─── Excerpt to read ───

Final
- Champion: Marat Safin
- Runner-up: Lleyton Hewitt
- Score: 7–6^{(7–4)}, 6–0, 6–4

Details
- Draw: 48 (5 Q / 2 WC / 3 LL )
- Seeds: 16

Events
| Singles | Doubles |
- ← 2001 · Paris Masters · 2003 →

= 2002 BNP Paribas Masters – Singles =

Marat Safin defeated Lleyton Hewitt in the final, 7–6^{(7–4)}, 6–0, 6–4 to win the singles tennis title at the 2002 Paris Masters. It was his second Paris Masters title.

Sébastien Grosjean was the defending champion, but lost in the third round to Carlos Moyá.

== Seeds ==
A champion seed is indicated in bold text while text in italics indicates the round in which that seed was eliminated. All sixteen seeds received a bye into the second round.

───

What the task requires: In the 2002 Paris Masters singles text, who defeated the defending champion Sébastien Grosjean, and in which round?

─── Information given ───

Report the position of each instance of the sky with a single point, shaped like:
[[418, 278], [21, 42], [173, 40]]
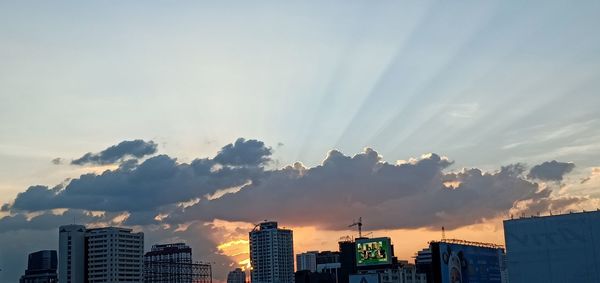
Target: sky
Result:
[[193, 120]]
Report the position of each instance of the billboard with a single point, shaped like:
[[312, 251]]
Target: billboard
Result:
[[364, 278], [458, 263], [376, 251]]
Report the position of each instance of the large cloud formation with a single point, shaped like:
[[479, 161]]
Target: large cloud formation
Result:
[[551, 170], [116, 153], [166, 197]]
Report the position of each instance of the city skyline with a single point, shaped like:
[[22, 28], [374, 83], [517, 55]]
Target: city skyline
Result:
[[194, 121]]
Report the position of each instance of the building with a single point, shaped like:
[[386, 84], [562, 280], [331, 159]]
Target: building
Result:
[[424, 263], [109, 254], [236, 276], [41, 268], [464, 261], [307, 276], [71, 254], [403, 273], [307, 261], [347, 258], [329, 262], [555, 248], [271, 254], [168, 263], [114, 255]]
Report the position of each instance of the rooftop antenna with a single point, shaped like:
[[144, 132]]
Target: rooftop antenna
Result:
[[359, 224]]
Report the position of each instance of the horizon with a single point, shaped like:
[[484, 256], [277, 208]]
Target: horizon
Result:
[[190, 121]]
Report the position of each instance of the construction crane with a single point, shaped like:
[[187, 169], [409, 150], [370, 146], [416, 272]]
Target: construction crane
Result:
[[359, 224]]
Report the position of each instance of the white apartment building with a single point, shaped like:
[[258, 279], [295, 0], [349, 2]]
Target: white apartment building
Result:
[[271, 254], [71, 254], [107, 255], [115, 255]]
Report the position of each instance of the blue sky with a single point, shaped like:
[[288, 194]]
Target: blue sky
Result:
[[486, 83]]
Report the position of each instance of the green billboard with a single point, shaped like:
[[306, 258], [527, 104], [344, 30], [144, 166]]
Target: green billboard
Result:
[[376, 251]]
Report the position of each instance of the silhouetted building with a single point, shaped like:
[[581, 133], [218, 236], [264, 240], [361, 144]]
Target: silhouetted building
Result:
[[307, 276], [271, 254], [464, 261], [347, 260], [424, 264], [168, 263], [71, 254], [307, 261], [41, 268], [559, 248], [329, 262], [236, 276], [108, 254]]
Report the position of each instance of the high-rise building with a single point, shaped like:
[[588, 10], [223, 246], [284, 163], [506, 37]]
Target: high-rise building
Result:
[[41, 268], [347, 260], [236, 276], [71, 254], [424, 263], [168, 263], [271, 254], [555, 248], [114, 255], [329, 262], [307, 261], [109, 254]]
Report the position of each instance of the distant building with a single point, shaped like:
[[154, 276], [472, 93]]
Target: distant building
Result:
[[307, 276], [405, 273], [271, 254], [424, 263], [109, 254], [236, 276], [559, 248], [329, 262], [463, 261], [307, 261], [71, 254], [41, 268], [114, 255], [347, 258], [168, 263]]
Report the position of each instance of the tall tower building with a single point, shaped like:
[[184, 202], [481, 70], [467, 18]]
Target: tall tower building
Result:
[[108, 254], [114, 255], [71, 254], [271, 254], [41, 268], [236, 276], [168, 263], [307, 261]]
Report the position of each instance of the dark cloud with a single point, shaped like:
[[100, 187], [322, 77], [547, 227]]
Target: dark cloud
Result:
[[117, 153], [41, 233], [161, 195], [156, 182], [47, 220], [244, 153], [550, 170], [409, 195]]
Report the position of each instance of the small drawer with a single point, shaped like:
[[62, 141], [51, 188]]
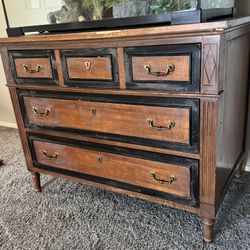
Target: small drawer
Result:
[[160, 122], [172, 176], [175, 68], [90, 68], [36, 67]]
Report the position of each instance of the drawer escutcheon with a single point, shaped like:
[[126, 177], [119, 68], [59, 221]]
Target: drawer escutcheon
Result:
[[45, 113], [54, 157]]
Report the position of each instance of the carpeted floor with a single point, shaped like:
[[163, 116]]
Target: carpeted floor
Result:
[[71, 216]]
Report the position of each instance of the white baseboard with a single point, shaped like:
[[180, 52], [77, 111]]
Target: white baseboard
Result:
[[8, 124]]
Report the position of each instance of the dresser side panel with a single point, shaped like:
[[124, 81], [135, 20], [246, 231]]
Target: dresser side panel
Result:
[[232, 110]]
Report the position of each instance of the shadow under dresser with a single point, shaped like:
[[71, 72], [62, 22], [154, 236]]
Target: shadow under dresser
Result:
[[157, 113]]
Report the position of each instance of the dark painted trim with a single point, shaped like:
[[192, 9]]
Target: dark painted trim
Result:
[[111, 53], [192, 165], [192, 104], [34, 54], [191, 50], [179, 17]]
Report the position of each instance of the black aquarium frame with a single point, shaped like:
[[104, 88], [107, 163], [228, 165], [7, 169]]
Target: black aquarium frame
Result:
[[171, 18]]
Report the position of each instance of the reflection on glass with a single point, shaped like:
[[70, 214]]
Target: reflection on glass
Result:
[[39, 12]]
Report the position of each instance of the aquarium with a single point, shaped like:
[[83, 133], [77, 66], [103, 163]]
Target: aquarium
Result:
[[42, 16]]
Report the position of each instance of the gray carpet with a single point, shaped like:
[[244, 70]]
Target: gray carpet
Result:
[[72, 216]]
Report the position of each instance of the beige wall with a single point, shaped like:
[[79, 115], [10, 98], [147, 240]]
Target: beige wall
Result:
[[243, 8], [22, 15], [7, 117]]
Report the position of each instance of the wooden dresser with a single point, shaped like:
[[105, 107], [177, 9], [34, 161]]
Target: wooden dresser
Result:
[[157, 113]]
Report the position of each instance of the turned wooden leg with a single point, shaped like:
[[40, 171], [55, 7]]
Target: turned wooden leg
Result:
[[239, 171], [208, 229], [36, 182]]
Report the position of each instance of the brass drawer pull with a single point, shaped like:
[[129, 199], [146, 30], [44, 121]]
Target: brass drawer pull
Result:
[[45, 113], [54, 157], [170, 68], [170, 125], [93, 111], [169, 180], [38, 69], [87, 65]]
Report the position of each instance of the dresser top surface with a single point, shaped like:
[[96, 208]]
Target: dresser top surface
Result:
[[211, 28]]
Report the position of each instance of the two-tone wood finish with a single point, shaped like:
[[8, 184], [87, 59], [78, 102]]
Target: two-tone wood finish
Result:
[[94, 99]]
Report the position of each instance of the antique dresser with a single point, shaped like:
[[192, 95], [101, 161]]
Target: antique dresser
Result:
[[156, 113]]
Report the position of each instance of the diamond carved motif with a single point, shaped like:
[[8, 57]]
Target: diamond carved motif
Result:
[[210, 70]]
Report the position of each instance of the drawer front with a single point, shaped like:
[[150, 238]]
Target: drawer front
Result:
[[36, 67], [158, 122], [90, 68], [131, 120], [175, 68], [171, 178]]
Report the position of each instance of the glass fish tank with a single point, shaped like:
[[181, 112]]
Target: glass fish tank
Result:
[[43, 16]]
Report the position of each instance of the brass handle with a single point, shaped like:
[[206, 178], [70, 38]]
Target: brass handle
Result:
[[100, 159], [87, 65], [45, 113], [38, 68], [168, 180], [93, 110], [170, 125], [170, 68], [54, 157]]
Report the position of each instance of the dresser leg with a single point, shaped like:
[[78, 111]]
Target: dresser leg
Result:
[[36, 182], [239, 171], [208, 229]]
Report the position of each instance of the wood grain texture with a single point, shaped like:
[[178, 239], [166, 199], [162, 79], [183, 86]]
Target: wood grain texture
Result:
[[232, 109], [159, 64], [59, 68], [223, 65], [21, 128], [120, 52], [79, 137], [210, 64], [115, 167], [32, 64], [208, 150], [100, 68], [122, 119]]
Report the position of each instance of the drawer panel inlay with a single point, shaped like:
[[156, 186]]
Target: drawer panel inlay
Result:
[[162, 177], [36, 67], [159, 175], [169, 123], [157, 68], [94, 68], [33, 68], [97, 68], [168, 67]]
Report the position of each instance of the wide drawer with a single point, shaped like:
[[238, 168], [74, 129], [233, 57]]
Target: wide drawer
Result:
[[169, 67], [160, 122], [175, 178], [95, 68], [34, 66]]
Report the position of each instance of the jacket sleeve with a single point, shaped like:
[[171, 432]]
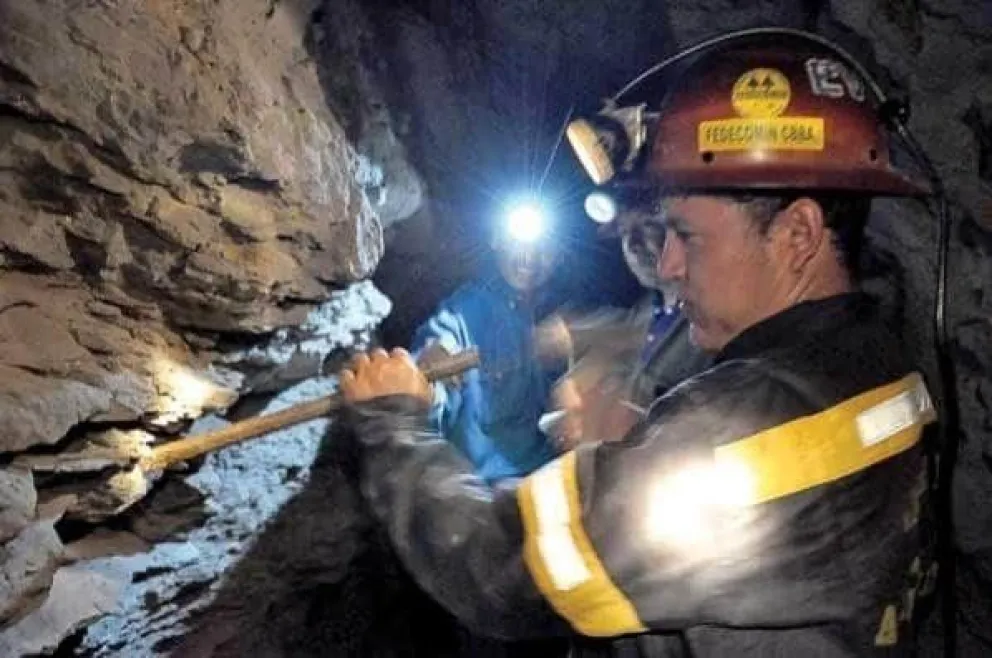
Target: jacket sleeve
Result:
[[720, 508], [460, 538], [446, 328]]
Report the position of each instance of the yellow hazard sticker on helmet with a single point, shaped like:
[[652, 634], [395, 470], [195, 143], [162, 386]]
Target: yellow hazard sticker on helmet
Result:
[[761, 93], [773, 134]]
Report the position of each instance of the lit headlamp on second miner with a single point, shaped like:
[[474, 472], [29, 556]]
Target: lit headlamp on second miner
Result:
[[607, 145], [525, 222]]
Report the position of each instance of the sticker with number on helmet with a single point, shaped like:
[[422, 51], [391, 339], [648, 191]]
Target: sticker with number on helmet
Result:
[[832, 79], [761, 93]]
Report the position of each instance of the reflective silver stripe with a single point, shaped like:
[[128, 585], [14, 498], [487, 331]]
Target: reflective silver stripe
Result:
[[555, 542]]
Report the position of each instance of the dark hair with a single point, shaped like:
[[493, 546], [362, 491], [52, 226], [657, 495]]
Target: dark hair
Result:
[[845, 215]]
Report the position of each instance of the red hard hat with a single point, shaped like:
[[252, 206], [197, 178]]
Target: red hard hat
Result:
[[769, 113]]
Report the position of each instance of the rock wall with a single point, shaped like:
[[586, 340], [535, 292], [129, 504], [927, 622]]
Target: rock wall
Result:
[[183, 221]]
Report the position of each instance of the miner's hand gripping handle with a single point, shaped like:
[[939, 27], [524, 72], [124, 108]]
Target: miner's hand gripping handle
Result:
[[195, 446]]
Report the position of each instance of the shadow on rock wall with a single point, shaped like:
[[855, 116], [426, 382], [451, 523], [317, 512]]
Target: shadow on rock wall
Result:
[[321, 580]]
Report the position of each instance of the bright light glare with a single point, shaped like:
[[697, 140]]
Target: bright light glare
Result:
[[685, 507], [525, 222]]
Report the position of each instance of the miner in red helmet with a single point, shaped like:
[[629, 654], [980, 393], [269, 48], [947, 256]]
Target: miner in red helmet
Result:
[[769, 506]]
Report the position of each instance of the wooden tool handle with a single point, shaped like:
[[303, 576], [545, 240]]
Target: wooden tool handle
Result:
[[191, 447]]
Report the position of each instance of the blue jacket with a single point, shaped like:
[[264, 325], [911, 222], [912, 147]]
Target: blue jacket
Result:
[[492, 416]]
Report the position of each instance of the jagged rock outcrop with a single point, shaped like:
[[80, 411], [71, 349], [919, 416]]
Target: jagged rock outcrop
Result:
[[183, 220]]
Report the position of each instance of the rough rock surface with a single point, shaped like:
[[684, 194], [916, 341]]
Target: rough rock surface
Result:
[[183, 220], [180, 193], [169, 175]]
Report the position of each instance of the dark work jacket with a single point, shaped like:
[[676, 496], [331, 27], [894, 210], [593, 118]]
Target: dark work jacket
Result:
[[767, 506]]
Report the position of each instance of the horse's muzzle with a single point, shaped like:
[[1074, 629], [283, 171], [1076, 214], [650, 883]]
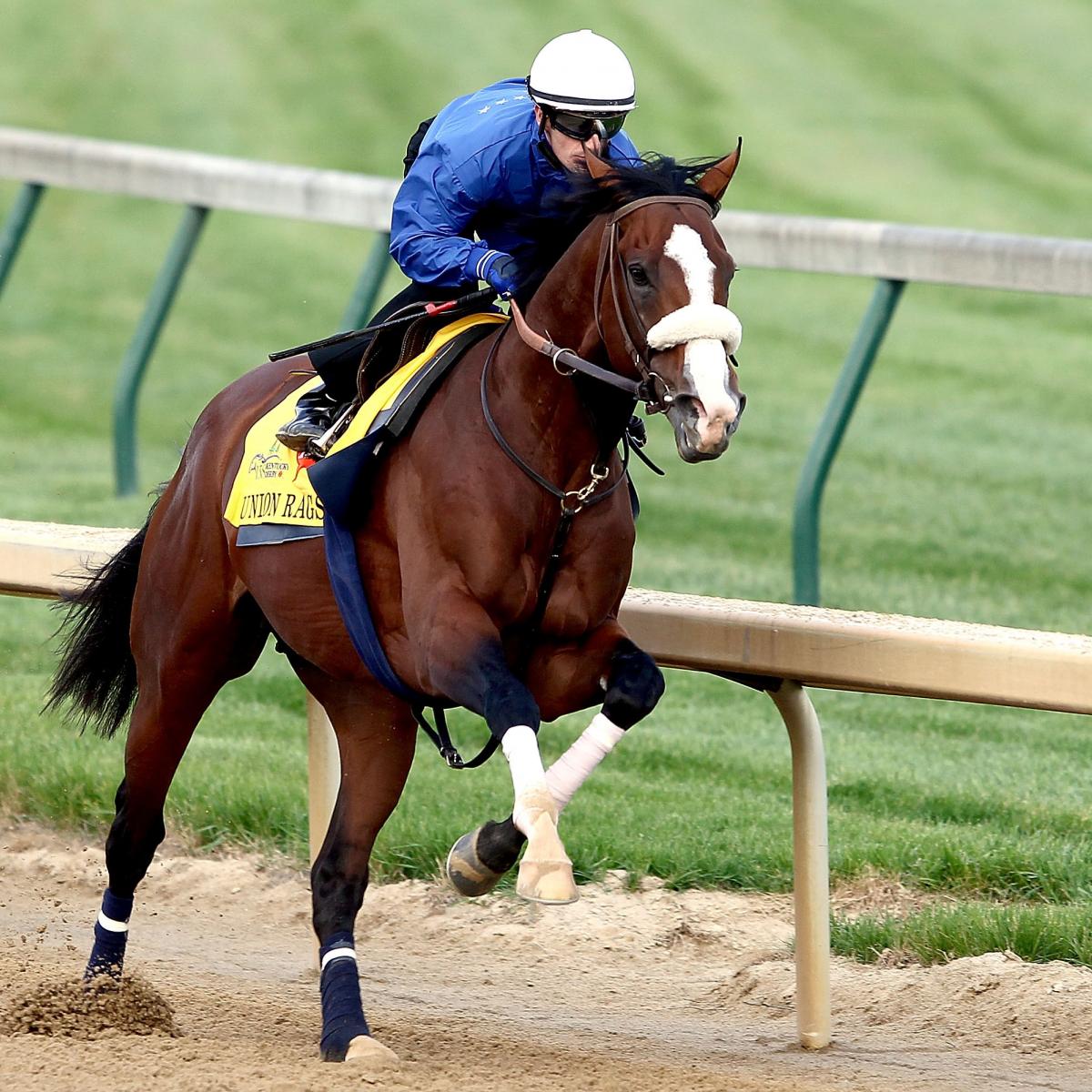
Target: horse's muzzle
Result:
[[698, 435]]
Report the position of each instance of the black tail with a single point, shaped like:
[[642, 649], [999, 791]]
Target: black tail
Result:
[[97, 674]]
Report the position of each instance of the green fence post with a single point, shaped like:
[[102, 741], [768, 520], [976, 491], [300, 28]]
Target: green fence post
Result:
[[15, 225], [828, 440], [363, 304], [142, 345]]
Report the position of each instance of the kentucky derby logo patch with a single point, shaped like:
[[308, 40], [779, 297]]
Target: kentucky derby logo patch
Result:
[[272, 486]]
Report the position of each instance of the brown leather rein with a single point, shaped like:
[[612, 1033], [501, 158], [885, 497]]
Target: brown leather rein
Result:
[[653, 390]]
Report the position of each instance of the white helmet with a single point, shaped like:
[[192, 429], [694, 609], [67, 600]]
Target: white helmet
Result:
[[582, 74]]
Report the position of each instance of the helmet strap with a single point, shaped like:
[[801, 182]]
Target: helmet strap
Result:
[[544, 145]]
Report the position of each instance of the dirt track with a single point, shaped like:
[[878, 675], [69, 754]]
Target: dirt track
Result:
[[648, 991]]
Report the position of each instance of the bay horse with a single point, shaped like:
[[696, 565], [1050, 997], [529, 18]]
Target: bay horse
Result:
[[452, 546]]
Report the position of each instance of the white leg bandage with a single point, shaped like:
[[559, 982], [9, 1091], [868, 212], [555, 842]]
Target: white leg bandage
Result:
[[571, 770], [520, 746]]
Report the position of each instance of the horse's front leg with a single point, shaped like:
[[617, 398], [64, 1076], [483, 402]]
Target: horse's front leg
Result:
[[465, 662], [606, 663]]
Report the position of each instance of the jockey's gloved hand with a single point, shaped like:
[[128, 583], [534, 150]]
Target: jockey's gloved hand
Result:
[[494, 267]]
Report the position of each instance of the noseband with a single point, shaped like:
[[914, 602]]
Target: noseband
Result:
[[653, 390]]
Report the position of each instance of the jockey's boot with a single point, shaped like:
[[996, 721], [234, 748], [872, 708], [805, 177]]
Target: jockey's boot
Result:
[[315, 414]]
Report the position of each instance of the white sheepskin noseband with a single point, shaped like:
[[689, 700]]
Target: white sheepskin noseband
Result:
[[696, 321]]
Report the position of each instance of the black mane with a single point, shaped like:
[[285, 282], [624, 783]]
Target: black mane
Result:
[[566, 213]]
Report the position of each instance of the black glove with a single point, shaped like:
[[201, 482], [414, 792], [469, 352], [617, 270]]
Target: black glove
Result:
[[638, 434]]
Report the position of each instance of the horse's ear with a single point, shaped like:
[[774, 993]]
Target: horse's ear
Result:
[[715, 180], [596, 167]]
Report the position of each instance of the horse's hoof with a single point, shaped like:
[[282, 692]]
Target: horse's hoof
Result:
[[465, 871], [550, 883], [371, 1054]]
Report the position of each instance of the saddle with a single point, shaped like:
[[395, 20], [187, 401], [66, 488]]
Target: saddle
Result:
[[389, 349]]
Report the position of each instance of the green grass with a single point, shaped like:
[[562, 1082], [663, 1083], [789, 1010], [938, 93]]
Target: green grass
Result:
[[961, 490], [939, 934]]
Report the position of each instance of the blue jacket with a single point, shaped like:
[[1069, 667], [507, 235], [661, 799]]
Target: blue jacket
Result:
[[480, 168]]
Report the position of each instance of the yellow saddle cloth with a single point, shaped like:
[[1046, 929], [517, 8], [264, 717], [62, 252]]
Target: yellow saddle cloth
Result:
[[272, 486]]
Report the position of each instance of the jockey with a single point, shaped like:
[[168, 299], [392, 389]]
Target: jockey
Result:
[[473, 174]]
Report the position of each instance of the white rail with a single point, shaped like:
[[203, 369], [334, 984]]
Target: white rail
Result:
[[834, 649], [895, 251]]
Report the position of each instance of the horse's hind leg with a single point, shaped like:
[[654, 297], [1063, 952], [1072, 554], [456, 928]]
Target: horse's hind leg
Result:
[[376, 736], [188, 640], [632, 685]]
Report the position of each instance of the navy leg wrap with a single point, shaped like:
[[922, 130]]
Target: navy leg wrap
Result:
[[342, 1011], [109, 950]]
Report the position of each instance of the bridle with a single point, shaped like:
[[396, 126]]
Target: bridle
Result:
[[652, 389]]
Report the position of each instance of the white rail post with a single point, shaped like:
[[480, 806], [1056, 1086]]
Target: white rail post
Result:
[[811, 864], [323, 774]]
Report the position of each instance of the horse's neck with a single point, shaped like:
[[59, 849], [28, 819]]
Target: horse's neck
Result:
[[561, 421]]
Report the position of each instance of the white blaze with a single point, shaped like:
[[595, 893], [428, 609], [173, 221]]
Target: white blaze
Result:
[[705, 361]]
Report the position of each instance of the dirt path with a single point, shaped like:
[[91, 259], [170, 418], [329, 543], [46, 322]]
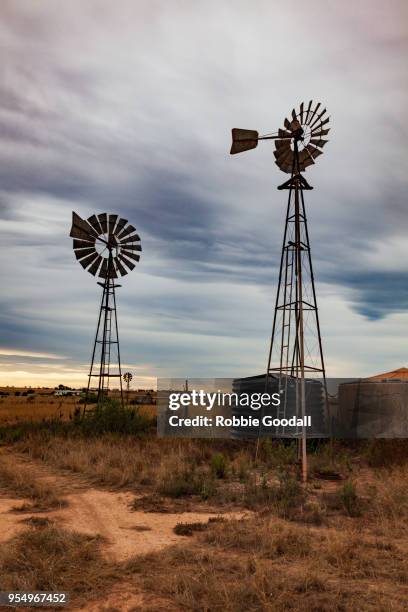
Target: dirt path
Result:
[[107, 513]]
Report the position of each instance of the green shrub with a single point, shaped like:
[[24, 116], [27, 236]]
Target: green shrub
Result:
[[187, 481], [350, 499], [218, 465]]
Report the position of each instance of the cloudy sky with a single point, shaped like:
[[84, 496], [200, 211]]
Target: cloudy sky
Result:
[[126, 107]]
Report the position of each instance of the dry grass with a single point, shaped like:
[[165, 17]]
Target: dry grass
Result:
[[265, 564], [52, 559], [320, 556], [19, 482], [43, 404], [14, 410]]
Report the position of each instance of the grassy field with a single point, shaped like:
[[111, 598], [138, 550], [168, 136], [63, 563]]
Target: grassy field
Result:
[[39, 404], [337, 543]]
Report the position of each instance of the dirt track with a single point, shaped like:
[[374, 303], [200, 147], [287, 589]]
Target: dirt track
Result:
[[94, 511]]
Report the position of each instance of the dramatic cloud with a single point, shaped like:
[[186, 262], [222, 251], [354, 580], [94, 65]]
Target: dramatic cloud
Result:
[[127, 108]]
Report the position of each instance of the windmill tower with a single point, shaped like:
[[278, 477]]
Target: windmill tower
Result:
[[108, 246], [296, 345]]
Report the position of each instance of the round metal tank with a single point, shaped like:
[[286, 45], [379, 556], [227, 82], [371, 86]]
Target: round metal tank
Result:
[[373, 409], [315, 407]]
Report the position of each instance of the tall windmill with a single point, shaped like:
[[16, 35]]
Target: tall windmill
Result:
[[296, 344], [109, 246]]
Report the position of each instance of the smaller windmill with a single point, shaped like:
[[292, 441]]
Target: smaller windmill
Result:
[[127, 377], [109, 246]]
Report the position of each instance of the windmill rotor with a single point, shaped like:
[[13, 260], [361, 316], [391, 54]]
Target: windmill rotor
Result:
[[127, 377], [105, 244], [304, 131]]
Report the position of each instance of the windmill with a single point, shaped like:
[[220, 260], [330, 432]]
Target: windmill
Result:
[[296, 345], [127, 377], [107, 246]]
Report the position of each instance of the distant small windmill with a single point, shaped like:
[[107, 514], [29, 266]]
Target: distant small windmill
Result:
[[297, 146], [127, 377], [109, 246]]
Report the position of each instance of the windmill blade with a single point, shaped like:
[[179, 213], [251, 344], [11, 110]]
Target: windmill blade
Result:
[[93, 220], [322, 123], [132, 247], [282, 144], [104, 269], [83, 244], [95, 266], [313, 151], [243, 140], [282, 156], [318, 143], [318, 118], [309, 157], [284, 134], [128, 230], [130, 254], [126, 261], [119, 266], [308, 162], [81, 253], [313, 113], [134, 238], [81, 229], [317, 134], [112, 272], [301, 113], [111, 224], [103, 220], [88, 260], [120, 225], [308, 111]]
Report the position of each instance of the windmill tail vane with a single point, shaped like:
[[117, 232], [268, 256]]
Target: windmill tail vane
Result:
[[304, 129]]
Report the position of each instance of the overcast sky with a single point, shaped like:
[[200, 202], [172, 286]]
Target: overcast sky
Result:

───

Finished answer: Carlos Moyá defeated him in the third round.